__Task goal__
If a record holds a picture, drop the picture and return the rest of the record word for word.

Natural-language object grounding data:
* * * * *

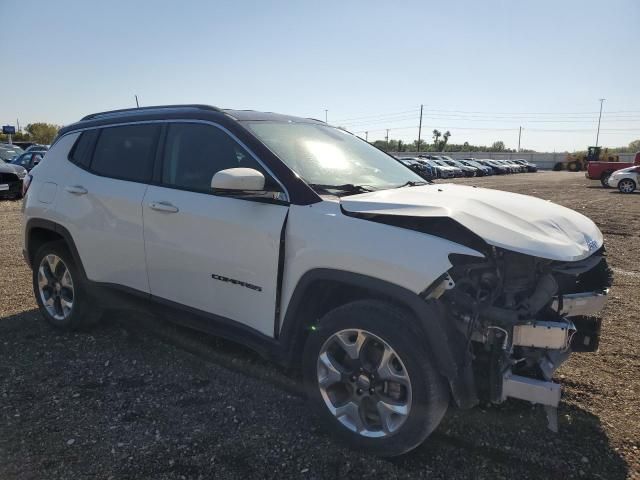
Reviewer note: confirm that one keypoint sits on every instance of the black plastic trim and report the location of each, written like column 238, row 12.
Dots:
column 193, row 318
column 281, row 258
column 60, row 230
column 429, row 319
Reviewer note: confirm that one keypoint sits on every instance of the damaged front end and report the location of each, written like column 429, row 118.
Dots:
column 521, row 317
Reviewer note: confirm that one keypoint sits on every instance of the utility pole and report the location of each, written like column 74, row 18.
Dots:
column 420, row 129
column 519, row 136
column 599, row 118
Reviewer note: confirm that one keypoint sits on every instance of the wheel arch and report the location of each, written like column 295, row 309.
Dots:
column 39, row 231
column 321, row 290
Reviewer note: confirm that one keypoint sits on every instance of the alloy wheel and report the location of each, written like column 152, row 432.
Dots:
column 55, row 286
column 364, row 383
column 626, row 186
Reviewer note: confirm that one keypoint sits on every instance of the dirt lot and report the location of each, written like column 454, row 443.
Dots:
column 140, row 399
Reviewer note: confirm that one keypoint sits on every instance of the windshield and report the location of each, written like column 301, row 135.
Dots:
column 324, row 155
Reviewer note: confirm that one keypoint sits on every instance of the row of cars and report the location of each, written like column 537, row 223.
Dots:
column 431, row 167
column 14, row 165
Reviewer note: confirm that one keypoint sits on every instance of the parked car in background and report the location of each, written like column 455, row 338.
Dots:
column 444, row 171
column 519, row 167
column 597, row 170
column 513, row 168
column 457, row 172
column 531, row 167
column 11, row 177
column 497, row 167
column 483, row 170
column 466, row 169
column 9, row 152
column 423, row 169
column 28, row 159
column 625, row 180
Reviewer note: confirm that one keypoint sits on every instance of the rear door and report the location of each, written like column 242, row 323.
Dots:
column 216, row 253
column 103, row 202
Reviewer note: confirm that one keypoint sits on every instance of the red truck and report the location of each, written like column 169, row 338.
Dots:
column 602, row 170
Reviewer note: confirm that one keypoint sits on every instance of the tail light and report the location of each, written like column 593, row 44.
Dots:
column 25, row 184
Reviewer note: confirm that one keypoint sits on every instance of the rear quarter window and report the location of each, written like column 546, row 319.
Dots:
column 83, row 148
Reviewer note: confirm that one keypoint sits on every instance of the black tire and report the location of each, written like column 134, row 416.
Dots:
column 622, row 185
column 85, row 312
column 604, row 179
column 430, row 393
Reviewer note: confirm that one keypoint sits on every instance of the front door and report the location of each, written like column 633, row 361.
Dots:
column 217, row 254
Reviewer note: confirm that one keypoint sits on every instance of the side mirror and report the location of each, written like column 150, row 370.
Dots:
column 238, row 179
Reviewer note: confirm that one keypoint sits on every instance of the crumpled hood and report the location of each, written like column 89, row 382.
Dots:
column 515, row 222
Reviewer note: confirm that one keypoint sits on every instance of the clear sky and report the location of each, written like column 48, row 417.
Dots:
column 481, row 68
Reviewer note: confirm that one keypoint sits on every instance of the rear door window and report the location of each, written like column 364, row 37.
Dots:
column 126, row 152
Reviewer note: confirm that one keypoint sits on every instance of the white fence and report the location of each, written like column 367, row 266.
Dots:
column 544, row 161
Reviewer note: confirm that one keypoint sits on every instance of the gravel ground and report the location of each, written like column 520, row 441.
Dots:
column 137, row 398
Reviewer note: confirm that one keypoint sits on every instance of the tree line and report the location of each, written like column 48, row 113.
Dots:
column 44, row 133
column 40, row 132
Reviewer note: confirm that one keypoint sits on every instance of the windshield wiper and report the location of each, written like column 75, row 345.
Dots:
column 347, row 188
column 412, row 183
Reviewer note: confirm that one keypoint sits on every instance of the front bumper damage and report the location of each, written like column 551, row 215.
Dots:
column 558, row 339
column 524, row 316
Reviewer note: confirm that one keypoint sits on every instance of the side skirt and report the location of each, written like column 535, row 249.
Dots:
column 125, row 298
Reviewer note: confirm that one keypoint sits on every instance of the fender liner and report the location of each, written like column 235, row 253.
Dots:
column 43, row 224
column 447, row 348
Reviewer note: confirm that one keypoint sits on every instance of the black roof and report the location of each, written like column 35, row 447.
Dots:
column 255, row 115
column 167, row 112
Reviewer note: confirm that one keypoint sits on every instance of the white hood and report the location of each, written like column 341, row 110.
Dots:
column 515, row 222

* * * * *

__Task response__
Reviewer note: confirm that one keypoint sits on every instance of the black plastic trim and report the location of each, written like column 238, row 12.
Dots:
column 193, row 318
column 281, row 258
column 60, row 230
column 429, row 319
Reviewer note: confirm that one keypoint sits on every instance of the damaged front end and report the location of each, written like column 429, row 118.
Dots:
column 521, row 317
Reviewer note: confirm that one keypoint sits on every instance of the utility pole and report the location of each, written like column 74, row 18.
Dots:
column 420, row 129
column 519, row 136
column 599, row 118
Reviewer note: confirm that one keypoint sits on every instance of the wheel arch and report the location of each, written like column 295, row 309.
Dots:
column 39, row 231
column 321, row 290
Reviewer note: confirm that one keypoint sits on every instance of the alloy wheel and report the location of each, written like column 152, row 432.
Dots:
column 55, row 286
column 364, row 383
column 626, row 186
Reviewer note: confirm that one keypoint sits on every instance of the dirt lot and report the location of each, written like column 454, row 443.
Dots:
column 140, row 399
Reviewer note: confirm that one keypoint sits on every instance of the windshield and report the location of each, written like column 301, row 135.
Dots:
column 324, row 155
Reviewer note: confirm that one keypoint sits on every instance of the row of cars and report the location of each, written like column 537, row 223.
Dots:
column 431, row 167
column 14, row 165
Reviewer note: confirm that one keypoint sits on every instance of the parked car in background and report the location of each, written like column 455, row 338.
Dots:
column 444, row 171
column 519, row 167
column 597, row 170
column 513, row 168
column 457, row 172
column 531, row 167
column 11, row 177
column 497, row 167
column 483, row 170
column 466, row 169
column 9, row 152
column 423, row 169
column 28, row 159
column 625, row 180
Reviewer note: confirm that one keypoint sits on every instance of the rear door and report the location of each, written like column 242, row 323.
Dots:
column 216, row 253
column 103, row 202
Reviewer note: confirm that one keypoint sits on every instance of the red truck and report the location of each, written like column 169, row 338.
Dots:
column 602, row 170
Reviewer note: confirm that one keypoint sits on every instance of the tail light and report the location of each, written like column 593, row 44.
Dots:
column 25, row 184
Reviewer note: confirm that one keypoint sits on every instance of the rear quarter window and report the location of each, written like column 546, row 319.
Dots:
column 83, row 148
Reviewer note: confirm that one keypoint sits on every instance of the black tire and report the location of each, written like column 134, row 416.
Dots:
column 622, row 185
column 85, row 312
column 604, row 179
column 430, row 393
Reviewer note: confirm that one keypoint sits on every instance of the front door and report the location of each, written like column 633, row 361.
Dots:
column 217, row 254
Reviewer note: confirm that one keypoint sits on every instance of the side mirror and report the location of each, written like column 150, row 370.
Dots:
column 238, row 179
Reviewer note: confirm that one keypoint sits on every instance of the crumpled hood and report the location of each, written like column 89, row 382.
Dots:
column 515, row 222
Reviewer note: confirm that one keypoint sits on every instance of the clear sky and report the location of each, written like column 48, row 417.
Dots:
column 481, row 68
Reviewer note: confirm that one keypoint sits on every instance of the rear door window and report the location of each, written like column 364, row 37.
Dots:
column 126, row 152
Reviewer note: confirm that one keypoint sits on every instance of the white fence and report the location of each, written like column 367, row 266.
Dots:
column 544, row 161
Reviewer note: confirm that one keypoint sits on every instance of the gravel ground and report the location of each, written like column 520, row 441.
Dots:
column 137, row 398
Reviewer note: confirm that one keypoint sits on every instance of the tree line and report the location of each, written like column 48, row 113.
Dots:
column 44, row 133
column 40, row 132
Reviewer note: confirm that one keypoint sits on every instance of the windshield wiper and report the location of each, written like column 75, row 345.
Dots:
column 347, row 188
column 412, row 183
Reviewer note: confirm that one keypoint sits on every instance of the front bumper damage and report the location of each, written like column 551, row 215.
Dots:
column 558, row 339
column 524, row 316
Reviewer note: confirm that one keypoint sits on every instance of the side skirt and report the location of each, written like column 535, row 249.
Dots:
column 125, row 298
Reviewer note: confirm that one keypoint sits on every instance of the fender liner and report the location of each, written like column 235, row 253.
Dots:
column 43, row 224
column 447, row 348
Reviewer note: confirm that one keypoint sits on every instance of the black roof and report the location of each, written like column 35, row 447.
Dots:
column 255, row 115
column 167, row 112
Reviewer note: confirm that one keypoint sits on every instance of the white hood and report the location of each, written like column 341, row 110.
Dots:
column 515, row 222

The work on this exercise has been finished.